C’est notre façon de fonctionner. Nous sommes reconnus pour cela. Nous nous voulons constructifs et travaillons de façon sereine, sans entrer dans le conflit ni le débat corporatiste. Évidemment, s’il faut taper du poing sur la table, on le fait ! Mais on ne va pas forcément le médiatiser.


Mais les évolutions que nous avons obtenues ces dernières années sont majeures. Dans la loi Rist de 2023, le pédicure-podologue, en accès direct dans les faits, a la pleine autonomie de la prise en charge du pied diabétique, sans passer nécessairement par la prescription du généraliste ou du diabétologue. C’est donc lui qui grade le pied à risque, qui prescrit et adapte le nombre de séances nécessaires prises en charge par l’Assurance maladie, et transmet les bilans diagnostiques et comptes-rendus de soin au médecin traitant. On a aussi obtenu la prescription des semelles orthopédiques.

On voudrait aujourd’hui revenir à la charge sur une troisième demande non validée : la possibilité d’adresser directement nos patients à un centre d’imagerie afin d’affiner notre diagnostic, par exemple dans le cas d’un mal perforant plantaire avec suspicion d’ostéite.

L’Ordre a mis en place une commission dédiée à l’exercice coordonné. À quoi servira-t-elle ?
----------------------------------------
— Consigne 1 —
D'après le texte, répondez aux questions suivantes.
(a) Quelle loi de 2023 a donné au pédicure-podologue la pleine autonomie de la prise en charge du pied diabétique ?
(b) Quelle prescription a aussi été obtenue, en plus de cette autonomie ?
(c) À quel sujet l'Ordre a-t-il consacré une commission ?
— Consigne 2 —
Dressez la liste complète des actions que le texte attribue au pédicure-podologue dans la prise en charge du pied diabétique, dans la phrase qui commence par « C'est donc lui qui ».
— Consigne 3 —
Recopiez à l'identique le passage du texte qui s'ouvre sur les mots contenant « C’est notre façon » et se termine par « forcément le médiatiser. ».

— Extrait des données —
----------------------------------------
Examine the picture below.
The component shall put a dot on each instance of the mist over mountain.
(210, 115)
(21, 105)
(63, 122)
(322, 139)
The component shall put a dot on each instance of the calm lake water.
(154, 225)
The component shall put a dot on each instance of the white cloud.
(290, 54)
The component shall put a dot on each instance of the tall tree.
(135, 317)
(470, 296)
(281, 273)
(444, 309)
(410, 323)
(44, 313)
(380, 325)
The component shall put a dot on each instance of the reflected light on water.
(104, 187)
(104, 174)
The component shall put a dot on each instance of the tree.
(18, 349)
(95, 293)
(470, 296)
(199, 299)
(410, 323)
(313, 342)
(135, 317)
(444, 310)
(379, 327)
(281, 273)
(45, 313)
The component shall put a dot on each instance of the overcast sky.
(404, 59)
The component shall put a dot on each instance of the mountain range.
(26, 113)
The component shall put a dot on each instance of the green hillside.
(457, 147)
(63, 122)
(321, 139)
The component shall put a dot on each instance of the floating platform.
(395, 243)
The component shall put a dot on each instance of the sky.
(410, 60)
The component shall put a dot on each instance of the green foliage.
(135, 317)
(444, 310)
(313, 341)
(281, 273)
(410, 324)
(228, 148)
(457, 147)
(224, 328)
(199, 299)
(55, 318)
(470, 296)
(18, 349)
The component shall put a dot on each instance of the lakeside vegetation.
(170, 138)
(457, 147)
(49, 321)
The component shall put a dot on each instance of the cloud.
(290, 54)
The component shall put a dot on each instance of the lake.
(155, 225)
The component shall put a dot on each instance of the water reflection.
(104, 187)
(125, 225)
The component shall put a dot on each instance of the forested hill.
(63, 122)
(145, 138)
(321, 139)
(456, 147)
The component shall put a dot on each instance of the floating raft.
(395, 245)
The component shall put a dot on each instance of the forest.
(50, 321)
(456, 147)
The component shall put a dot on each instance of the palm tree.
----------------------------------------
— Votre réponse 1 —
(a) Il s'agit de la loi Rist de 2023.
(b) La prescription des semelles orthopédiques a aussi été obtenue.
(c) L'Ordre a consacré une commission à l'exercice coordonné.

— Votre réponse 2 —
- Il grade le pied à risque.
- Il prescrit le nombre de séances nécessaires prises en charge par l'Assurance maladie.
- Il adapte ce nombre de séances.
- Il transmet les bilans diagnostiques et comptes-rendus de soin au médecin traitant.

— Votre réponse 3 —
C’est notre façon de fonctionner. Nous sommes reconnus pour cela. Nous nous voulons constructifs et travaillons de façon sereine, sans entrer dans le conflit ni le débat corporatiste. Évidemment, s’il faut taper du poing sur la table, on le fait ! Mais on ne va pas forcément le médiatiser.